### Data to process
-=-=-
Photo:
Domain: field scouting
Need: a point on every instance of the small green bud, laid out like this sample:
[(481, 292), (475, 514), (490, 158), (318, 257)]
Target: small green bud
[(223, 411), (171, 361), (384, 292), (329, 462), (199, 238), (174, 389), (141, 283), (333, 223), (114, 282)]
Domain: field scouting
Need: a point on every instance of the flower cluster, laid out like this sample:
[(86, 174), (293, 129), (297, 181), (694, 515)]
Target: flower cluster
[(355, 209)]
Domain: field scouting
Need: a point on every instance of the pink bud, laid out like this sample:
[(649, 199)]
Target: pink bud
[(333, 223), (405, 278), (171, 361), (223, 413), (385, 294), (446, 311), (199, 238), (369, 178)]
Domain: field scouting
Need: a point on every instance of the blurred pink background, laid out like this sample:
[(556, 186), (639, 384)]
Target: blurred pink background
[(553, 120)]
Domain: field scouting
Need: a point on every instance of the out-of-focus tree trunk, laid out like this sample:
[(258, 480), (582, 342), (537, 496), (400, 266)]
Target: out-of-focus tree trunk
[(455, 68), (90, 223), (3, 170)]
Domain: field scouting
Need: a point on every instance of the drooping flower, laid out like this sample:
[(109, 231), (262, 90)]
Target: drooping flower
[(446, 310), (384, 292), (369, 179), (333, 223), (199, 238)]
-=-=-
### Problem details
Only exact copies of the lines from the one containing "Need: a point on every instance of the out-of-focus" to the end of the records belong in the answer.

### Expected answer
Need: a point on every instance of the out-of-focus tree trunk, laid out like this sample:
[(258, 480), (582, 342), (537, 496), (400, 266)]
Target: out-of-focus tree trunk
[(455, 68), (90, 223), (3, 170)]
Domain: field scouting
Need: a point on every instance of the drooping flower, laid out like this sample:
[(109, 231), (262, 90)]
Target: drooping flower
[(446, 310), (384, 292), (369, 179), (333, 223), (199, 238)]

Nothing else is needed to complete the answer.